**Request:**
From the material, copy without any change the lines starting with the one containing "Target = front tire" and ending with the one containing "[(639, 357), (194, 353)]", including both of those lines.

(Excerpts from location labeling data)
━━━━

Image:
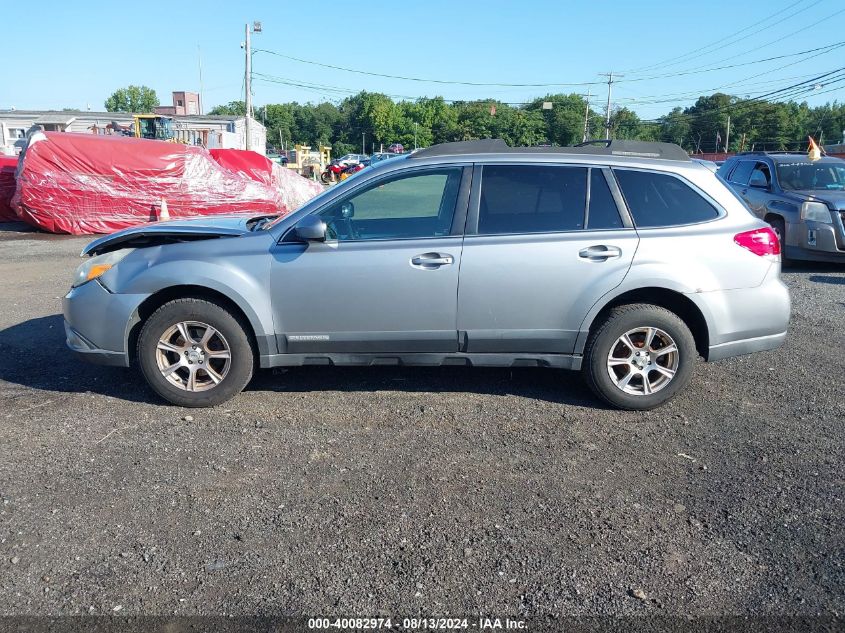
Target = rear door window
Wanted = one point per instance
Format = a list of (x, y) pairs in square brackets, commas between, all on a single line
[(532, 199), (657, 200)]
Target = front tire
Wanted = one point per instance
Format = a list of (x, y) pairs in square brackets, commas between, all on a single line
[(639, 357), (194, 353)]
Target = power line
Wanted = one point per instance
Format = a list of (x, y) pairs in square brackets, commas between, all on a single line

━━━━

**Exercise output:**
Target = front tire
Wanted = one point per instance
Format = a list of (x, y) pairs in square brackets, commas between, all on a single line
[(639, 357), (194, 353)]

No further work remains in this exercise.